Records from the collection
========
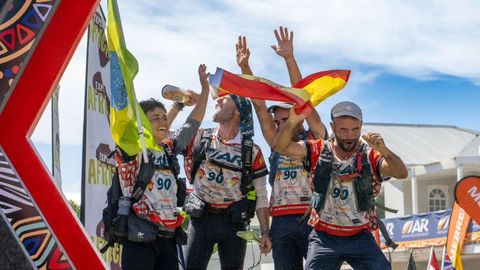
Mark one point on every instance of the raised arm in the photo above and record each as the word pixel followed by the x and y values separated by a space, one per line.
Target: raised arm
pixel 284 48
pixel 392 165
pixel 267 125
pixel 283 143
pixel 177 107
pixel 199 111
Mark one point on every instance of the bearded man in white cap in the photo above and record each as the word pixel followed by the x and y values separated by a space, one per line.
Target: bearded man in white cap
pixel 348 170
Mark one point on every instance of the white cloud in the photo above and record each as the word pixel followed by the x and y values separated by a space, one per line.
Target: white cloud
pixel 422 39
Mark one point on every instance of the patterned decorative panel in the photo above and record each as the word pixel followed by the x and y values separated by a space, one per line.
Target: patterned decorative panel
pixel 27 222
pixel 18 30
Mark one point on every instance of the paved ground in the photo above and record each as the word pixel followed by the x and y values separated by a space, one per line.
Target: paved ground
pixel 265 264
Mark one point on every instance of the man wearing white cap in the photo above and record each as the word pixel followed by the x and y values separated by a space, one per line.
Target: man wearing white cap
========
**What you are asked to do**.
Could you output every line of the entries above as a numbered list, with blank lines skipped and the pictures left out?

**Completed task**.
1. Mark one point on every instance of the raised arm in the photo above and record each as the word pixel followed by the x and y values separated by a space, one per line.
2. Target: raised arm
3. pixel 284 48
4. pixel 392 165
5. pixel 267 125
6. pixel 283 143
7. pixel 177 107
8. pixel 199 111
9. Mark one point on every instance of the bearded man in white cap in the photo above and record each as the word pixel followed by the x and y values separated by a space, one per line.
10. Target: bearded man in white cap
11. pixel 348 170
12. Mark one point on every instance of the white cloud in the photo above and record each as the word pixel followed by the x and y values separated by a space, one per line.
13. Target: white cloud
14. pixel 422 39
15. Mark one point on every instance of the patterned decorative panel in the photo above and record each as the word pixel followed by the x and y values separated by a space, one per line.
16. Target: patterned decorative panel
17. pixel 27 222
18. pixel 18 30
19. Mark one point on every instance of the paved ground in the photo above and record each as the word pixel followed by the x and y values separated by a space, one per line.
20. Target: paved ground
21. pixel 265 264
22. Mark one point on every instance of the man wearing white cap in the photo above and record each as the word pixel followed by the x and y values separated by a space, one per line.
23. Target: man wearing white cap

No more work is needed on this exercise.